Determine the count of lines in the following entries that contain the string "blue". Write only the number.
Start of Block
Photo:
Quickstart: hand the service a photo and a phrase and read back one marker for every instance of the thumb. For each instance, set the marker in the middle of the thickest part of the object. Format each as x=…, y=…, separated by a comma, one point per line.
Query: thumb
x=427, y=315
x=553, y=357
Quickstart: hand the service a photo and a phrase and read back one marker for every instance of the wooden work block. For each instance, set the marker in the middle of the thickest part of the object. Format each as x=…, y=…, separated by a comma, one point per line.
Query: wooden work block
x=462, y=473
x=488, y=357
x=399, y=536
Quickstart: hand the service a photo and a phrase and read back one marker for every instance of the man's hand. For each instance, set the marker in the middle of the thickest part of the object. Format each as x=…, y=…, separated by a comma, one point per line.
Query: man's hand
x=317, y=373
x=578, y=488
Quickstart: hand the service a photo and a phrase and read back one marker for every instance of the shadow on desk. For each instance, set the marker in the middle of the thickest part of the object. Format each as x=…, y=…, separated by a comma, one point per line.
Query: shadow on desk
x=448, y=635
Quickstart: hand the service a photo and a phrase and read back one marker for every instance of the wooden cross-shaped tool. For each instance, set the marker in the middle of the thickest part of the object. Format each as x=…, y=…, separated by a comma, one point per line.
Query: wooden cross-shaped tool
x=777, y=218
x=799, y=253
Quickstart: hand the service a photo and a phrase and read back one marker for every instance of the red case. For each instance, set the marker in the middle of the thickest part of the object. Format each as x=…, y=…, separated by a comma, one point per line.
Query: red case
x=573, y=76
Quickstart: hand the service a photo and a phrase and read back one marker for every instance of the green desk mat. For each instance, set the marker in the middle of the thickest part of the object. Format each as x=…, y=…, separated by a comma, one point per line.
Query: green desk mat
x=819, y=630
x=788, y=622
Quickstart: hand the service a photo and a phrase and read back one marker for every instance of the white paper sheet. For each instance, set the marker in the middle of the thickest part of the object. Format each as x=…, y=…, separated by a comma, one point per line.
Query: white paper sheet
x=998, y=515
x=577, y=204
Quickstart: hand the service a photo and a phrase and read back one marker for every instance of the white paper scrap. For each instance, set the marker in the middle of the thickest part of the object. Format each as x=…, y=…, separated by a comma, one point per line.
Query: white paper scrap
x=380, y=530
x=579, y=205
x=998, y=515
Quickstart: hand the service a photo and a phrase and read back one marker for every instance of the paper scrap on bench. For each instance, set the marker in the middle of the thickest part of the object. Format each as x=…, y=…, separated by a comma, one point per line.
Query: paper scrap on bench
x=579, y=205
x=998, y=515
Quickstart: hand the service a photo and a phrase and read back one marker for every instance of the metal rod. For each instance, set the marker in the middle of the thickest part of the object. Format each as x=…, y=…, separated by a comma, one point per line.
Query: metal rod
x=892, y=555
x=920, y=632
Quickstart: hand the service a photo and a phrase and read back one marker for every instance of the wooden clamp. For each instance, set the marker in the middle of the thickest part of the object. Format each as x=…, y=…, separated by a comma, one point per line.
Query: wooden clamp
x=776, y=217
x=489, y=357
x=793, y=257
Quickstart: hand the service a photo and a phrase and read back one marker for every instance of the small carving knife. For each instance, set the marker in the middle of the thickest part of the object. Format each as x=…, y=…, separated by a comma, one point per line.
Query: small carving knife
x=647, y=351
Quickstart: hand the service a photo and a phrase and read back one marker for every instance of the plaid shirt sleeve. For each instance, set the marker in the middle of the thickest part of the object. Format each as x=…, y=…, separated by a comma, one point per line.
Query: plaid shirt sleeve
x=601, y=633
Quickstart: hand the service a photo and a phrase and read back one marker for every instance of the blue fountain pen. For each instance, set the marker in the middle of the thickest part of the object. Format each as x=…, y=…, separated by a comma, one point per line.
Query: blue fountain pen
End of Block
• Written response:
2